Task description:
Gather every line of the records below that contains the word "wheelchair", matching its case exactly.
☆ ☆ ☆
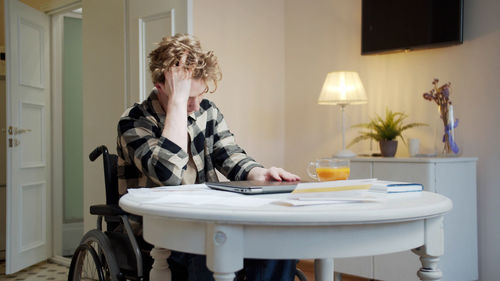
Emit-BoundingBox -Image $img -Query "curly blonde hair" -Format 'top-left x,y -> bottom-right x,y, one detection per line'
148,34 -> 222,93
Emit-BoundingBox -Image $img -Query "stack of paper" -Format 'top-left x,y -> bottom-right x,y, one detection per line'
370,180 -> 424,193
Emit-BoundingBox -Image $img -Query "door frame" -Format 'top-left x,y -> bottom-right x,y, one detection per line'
50,1 -> 83,266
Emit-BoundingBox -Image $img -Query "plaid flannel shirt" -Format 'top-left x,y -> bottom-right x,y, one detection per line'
117,90 -> 262,195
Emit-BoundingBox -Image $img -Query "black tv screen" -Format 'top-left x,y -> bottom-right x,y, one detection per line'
361,0 -> 463,54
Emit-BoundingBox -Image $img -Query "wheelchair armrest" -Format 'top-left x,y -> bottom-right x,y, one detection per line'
90,204 -> 128,216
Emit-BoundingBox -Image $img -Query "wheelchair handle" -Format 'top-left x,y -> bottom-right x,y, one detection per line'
89,145 -> 108,162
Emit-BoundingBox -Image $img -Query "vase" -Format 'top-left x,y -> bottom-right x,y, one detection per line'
439,104 -> 460,156
379,140 -> 398,157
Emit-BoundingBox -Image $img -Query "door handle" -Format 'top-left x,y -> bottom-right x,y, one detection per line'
14,127 -> 31,135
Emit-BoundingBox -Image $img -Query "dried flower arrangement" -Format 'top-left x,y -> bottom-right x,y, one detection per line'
423,78 -> 460,155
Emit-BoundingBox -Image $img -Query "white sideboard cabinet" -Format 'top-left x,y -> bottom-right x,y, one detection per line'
335,157 -> 478,281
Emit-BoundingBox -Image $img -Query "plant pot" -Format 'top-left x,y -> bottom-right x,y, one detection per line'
379,140 -> 398,157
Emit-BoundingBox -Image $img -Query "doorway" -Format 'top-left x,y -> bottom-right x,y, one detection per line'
0,0 -> 7,260
51,9 -> 84,258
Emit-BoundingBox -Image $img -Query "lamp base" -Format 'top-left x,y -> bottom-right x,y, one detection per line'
333,149 -> 356,158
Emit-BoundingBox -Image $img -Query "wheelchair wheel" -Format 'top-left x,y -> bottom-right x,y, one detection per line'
68,229 -> 121,281
68,244 -> 105,281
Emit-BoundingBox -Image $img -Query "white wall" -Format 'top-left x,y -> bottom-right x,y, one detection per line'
285,0 -> 500,281
82,0 -> 125,231
193,0 -> 285,167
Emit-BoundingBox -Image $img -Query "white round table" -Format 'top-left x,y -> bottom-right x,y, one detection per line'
120,188 -> 452,281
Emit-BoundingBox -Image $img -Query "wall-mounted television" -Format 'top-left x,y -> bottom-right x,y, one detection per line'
361,0 -> 464,55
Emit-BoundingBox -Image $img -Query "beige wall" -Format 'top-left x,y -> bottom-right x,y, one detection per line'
193,0 -> 285,166
285,0 -> 500,281
82,0 -> 125,230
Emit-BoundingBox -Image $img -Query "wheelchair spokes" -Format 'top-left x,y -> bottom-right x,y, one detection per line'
68,244 -> 104,281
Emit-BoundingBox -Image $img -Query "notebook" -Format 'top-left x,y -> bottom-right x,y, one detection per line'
205,181 -> 299,195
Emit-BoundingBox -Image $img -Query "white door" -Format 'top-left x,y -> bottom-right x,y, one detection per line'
126,0 -> 192,106
5,0 -> 51,274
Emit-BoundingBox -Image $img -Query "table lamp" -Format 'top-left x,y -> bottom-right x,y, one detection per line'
318,71 -> 367,158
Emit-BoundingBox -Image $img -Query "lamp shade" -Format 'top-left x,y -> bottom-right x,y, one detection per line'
318,71 -> 367,105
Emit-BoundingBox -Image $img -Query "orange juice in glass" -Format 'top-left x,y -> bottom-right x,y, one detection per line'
307,158 -> 350,181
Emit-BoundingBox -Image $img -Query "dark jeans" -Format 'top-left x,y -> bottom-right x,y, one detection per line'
167,251 -> 297,281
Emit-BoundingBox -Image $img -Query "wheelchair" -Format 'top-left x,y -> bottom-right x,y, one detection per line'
68,145 -> 307,281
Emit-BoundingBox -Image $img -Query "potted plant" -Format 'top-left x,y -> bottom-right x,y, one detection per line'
348,109 -> 427,157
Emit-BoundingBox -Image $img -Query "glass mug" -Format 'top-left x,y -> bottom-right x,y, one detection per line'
307,158 -> 350,181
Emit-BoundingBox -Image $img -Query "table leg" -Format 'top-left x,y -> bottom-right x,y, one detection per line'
149,247 -> 172,281
413,246 -> 443,281
205,223 -> 244,281
314,258 -> 333,281
413,217 -> 444,281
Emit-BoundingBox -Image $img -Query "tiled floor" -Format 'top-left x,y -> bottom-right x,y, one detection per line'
0,261 -> 68,281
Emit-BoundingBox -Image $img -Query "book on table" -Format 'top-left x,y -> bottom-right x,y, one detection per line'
370,180 -> 424,193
☆ ☆ ☆
Exercise response:
Emit-BoundingBox -Image $img -Query "wheelchair armrest" -Format 'top-left x,y -> bottom-right x,y, one detection per line'
Emit-BoundingBox -Image $img -Query "wheelchair handle" -Format 'top-left x,y -> bottom-right x,y, one detection per line'
Emit-BoundingBox -Image $img -Query "wheelchair wheel" -Format 'top-left x,y -> bottom-right x,y, one detection per line'
Emit-BoundingBox -Image $img -Query "wheelchair spokes" -Format 'top-left x,y -> bottom-right x,y, one detection per line'
Emit-BoundingBox -Image $img -Query "wheelchair" -Format 'top-left x,y -> bottom-right x,y, one detection per line'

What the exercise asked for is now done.